TASK DIRECTIONS
Repeat everything from the first line of the material down to the line containing "point(209, 42)", both included, word for word.

DATA
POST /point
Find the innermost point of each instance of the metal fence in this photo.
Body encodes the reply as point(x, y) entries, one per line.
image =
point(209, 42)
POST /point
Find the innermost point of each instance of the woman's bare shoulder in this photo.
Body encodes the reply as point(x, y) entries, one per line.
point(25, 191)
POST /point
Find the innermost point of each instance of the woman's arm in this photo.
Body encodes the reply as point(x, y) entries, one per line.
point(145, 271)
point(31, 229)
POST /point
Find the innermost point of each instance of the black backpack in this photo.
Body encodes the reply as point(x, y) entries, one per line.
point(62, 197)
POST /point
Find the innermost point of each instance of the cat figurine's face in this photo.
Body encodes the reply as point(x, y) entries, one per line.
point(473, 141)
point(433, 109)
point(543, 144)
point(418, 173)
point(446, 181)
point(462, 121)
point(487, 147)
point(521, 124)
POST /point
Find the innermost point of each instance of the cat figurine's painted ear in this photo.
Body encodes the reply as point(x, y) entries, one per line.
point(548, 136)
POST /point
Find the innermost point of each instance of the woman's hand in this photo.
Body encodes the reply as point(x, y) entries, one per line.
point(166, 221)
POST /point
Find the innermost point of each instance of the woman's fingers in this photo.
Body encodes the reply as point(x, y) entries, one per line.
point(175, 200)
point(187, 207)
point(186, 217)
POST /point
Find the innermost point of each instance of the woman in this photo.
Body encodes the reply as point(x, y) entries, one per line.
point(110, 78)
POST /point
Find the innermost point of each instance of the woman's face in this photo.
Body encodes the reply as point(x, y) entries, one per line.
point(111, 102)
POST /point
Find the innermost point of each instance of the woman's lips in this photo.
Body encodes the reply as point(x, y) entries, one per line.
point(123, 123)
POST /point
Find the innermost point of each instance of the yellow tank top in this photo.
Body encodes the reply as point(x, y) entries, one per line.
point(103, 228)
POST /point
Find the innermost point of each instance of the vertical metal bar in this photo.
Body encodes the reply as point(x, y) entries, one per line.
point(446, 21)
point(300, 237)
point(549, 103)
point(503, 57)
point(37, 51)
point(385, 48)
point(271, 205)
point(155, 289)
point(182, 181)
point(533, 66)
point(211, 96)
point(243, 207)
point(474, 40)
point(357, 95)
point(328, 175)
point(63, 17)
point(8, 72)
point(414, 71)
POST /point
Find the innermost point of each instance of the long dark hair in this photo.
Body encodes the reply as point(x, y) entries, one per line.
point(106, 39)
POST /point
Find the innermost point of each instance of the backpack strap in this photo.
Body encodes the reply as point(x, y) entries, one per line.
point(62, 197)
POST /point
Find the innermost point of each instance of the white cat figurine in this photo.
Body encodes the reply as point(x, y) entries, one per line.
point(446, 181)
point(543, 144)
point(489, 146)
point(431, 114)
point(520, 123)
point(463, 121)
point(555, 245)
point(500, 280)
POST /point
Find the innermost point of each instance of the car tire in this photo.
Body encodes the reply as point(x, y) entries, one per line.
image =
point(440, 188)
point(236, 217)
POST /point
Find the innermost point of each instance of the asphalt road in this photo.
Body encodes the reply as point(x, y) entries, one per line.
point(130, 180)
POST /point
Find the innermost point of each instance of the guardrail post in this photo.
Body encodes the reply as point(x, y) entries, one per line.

THE RESULT
POST /point
Find the innermost point of each instance of the metal fence in this photo.
Body encodes the reply as point(x, y) entries, one per line.
image =
point(209, 42)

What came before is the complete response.